▶ **The task**:
Pick up the review of the documentary "Made in the USA: The 30 Day Journey" after its last paragraph and keep writing it.

▶ **Selection**:
-- start --

Monday, May 27, 2013

"Made in the USA: The 30 Day Journey" Review

A few weeks ago, Josh Miller gave me a copy of his new documentary "Made in the USA: The 30 Day Journey" to watch and review. Josh has been a vocal advocate in the Made in America Movement and a great supporter of my blog. I was, of course, intrigued to watch about his journey and see how it all panned out. Beyond that, though, I wasn't sure what to expect. I must say that I underestimated what I was about to watch.

Here's the thing: you make a movie about spending 30 days traveling across the country and using only American-made products, I think it's going to be straight forward. I'm going to learn about all these great products and companies that I didn't know about; it's going to be informative. I think, hey, this guy's going to show me how it's done. And then you see that it's not so easy and there are some stumbling points. How do you do simple things like brush your teeth or eat or take a shower or any of that normal stuff when a lot of things are just not made in the States anymore? You know, it's sometimes hard even for the guy making a movie about stuff made in the USA. It makes me realize just how complicated and intricate American manufacturing and American consumerism really is.

In fact, I did learn a thing or two about American products. Josh has some great interviews with companies across the U.S. spanning lots of different industries: All American Clothing Co., Art Flo, Bullet Blues Custom Apparel, k'NEX, NOLA Brewery, Sun & Earth, and Three Dots. Josh's positive spin on what is being manufactured in the U.S. now and what is doing well was refreshing. It's great to learn directly from business owners the reasons that they have decided to stay an American-made company and why offshoring isn't appealing to them. Again and again, I'm finding it nice to hear from people that it is possible to produce a US-made product, to do it well, and to make a profit.

-- end --

▶ **Records supplied**:
-- start --

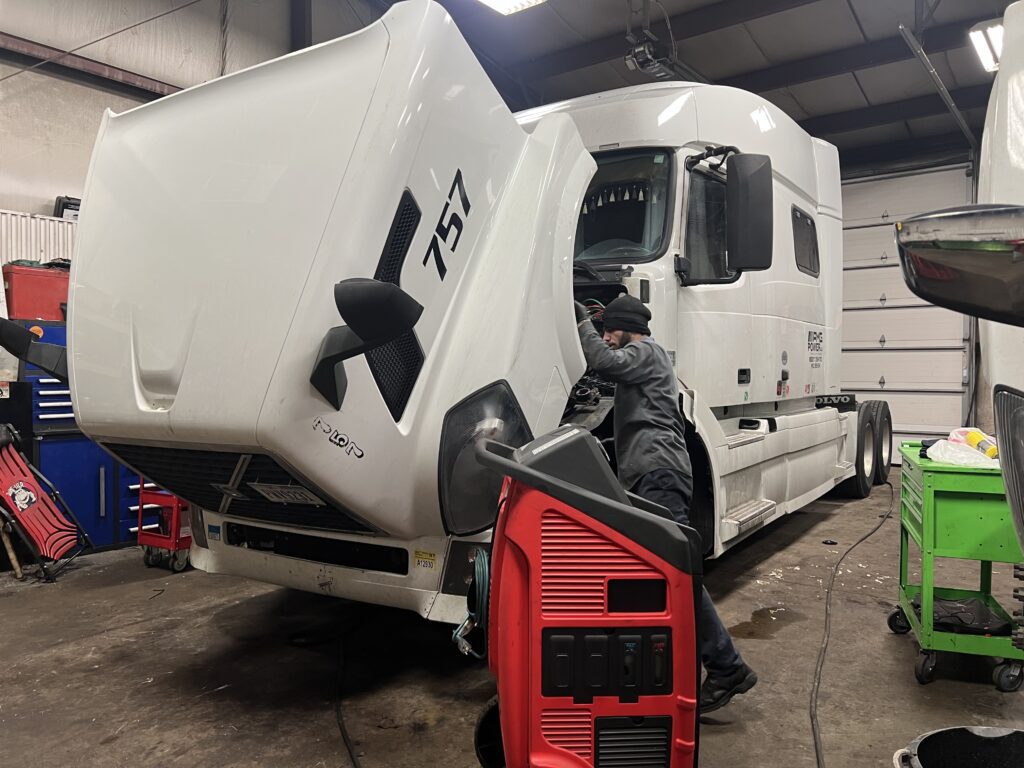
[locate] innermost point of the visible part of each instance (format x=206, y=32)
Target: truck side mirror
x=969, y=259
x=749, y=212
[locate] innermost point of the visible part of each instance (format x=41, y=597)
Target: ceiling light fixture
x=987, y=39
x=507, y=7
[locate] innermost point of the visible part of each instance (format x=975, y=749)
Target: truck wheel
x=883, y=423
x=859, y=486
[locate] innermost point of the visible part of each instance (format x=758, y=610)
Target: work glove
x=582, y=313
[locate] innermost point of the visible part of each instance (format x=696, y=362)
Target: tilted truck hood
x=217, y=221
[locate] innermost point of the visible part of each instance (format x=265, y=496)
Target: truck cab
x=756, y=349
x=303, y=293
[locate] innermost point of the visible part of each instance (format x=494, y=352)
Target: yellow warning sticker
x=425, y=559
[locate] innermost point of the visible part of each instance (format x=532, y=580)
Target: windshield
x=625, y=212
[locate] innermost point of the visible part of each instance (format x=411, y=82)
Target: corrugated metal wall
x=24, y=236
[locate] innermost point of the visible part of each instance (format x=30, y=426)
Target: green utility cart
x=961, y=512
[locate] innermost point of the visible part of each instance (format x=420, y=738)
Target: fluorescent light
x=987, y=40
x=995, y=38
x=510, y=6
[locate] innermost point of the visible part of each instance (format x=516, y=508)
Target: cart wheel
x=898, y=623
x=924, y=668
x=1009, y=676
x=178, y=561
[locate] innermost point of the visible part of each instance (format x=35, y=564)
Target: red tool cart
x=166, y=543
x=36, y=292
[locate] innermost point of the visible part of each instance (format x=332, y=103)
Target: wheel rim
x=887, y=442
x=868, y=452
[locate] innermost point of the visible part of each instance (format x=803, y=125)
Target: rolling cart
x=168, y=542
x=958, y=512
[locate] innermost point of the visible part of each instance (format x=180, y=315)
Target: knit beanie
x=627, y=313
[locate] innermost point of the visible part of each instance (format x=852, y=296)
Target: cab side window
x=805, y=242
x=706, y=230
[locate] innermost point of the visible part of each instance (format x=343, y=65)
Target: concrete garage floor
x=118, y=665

-- end --

▶ **Answer**:
The documentary also touches on the impact that politics and historical events have had on U.S. manufacturing, both on a national level and well as on Small-Town USA. In areas where manufacturing was a key source of employment, for example, a company's decision to move elsewhere affects the local residents even more profoundly. Yet again, however, Josh turns the conversation into a positive one. The movie highlights ways in which longtime running companies are adapting to survive in this economy (by teaming up with new businesses), how the U.S. can still make a comeback (with entrepreneurship), and how there are even current domestic industries that are growing (beer!).

It gives me hope.

I'm not going to spoil all the good stuff. You can watch for yourself. Luckily, "Made in the USA: The 30 Day Journey" is now available for digital download on Chill for $4.99. 

If you liked what you read today, stay tuned for tomorrow's post: An Interview with Josh Miller.

9/30/2014 Update -- Now available on iTunes: "Made in the USA: The 30 Day Journey"

(Photos courtesy of Josh Miller.)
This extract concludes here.